Rewrite the listing from its beginning through the line holding "positive clicks: (126, 172)", inclusive, swapping "clicks" for "points" and leaving everything else as it is.

*EXTRACTED ENTRIES*.
┄┄┄┄┄┄┄┄┄┄

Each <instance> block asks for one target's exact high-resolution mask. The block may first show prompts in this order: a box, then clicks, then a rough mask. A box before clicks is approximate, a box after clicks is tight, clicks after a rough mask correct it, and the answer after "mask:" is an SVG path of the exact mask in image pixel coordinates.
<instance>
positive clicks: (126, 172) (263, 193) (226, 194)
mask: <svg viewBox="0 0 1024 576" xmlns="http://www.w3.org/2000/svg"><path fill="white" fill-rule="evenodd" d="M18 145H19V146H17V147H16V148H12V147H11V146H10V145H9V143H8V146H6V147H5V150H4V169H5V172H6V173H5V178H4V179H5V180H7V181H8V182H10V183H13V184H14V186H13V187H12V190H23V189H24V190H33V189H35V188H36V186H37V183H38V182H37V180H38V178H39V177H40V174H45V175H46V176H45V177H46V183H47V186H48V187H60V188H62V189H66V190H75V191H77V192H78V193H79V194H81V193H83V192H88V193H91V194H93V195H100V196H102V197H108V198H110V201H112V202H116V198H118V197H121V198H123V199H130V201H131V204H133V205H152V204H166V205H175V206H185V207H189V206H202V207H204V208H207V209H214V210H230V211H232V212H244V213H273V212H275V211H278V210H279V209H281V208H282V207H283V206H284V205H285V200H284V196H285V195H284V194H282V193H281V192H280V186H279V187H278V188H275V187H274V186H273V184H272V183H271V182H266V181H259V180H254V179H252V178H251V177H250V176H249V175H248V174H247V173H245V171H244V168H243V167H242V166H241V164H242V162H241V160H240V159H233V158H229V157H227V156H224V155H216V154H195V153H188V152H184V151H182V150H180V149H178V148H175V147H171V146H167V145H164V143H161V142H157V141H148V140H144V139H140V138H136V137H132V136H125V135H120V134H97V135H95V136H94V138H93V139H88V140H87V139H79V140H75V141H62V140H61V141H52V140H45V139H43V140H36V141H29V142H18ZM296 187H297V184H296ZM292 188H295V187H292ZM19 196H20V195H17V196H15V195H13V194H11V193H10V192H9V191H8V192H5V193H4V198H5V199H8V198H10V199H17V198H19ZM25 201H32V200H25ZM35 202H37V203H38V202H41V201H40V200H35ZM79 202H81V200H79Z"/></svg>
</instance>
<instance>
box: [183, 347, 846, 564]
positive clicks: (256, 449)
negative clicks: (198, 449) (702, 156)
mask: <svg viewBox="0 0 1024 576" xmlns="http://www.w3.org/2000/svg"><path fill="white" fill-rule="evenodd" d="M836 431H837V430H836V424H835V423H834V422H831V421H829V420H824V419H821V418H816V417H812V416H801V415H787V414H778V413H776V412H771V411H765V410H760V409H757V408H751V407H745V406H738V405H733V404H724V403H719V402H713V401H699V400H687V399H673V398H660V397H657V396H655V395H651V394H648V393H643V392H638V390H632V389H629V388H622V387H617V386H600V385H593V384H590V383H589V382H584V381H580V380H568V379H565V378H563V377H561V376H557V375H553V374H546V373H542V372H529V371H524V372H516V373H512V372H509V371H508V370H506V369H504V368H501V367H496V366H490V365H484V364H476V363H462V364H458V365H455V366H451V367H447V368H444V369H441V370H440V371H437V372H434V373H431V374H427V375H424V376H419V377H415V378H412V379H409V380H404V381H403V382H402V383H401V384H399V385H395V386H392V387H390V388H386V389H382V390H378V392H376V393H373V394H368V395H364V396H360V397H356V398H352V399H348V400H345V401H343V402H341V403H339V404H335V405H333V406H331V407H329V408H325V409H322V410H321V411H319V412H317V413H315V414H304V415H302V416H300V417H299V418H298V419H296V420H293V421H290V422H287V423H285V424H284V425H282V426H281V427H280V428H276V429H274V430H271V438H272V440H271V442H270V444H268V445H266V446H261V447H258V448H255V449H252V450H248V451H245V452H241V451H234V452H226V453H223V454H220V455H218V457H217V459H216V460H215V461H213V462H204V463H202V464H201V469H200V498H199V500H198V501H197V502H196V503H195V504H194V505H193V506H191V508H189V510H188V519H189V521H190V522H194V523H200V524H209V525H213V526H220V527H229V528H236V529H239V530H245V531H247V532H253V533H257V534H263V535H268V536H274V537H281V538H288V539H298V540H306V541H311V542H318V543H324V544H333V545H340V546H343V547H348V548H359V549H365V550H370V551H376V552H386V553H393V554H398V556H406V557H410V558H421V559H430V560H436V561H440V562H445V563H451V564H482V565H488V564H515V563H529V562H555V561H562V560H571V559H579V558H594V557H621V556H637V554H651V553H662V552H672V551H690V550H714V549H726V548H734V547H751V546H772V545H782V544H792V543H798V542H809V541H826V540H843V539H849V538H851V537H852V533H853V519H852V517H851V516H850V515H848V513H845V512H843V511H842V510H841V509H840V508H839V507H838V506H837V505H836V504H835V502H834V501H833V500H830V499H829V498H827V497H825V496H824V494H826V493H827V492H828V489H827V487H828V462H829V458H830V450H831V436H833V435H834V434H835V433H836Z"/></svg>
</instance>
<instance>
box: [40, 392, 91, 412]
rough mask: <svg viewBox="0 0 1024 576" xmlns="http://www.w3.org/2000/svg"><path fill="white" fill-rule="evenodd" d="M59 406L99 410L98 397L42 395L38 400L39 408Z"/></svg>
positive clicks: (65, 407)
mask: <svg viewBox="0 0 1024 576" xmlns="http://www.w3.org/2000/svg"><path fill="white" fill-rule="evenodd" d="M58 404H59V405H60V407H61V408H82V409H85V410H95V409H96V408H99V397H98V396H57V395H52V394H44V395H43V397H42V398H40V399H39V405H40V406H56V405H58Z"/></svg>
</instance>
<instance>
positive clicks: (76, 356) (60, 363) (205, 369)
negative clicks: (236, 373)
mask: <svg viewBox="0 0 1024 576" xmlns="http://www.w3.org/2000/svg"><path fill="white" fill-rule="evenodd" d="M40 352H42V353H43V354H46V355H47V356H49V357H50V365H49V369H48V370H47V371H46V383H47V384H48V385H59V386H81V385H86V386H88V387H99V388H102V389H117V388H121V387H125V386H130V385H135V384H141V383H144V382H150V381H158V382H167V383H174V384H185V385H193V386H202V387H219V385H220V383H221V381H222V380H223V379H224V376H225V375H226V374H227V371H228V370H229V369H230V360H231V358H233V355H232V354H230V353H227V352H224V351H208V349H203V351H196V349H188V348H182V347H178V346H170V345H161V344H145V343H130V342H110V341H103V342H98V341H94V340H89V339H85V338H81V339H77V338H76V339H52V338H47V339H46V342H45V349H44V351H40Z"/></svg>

┄┄┄┄┄┄┄┄┄┄

*SOLUTION TO THIS PROBLEM*.
Each <instance> block asks for one target's exact high-resolution mask. The block may first show prompts in this order: a box, then points, then a rough mask. A box before points is approximate, a box after points is tight, points after a rough mask correct it, and the answer after "mask:" is an SVG path of the exact mask in image pixel coordinates.
<instance>
positive points: (126, 172) (263, 193) (226, 194)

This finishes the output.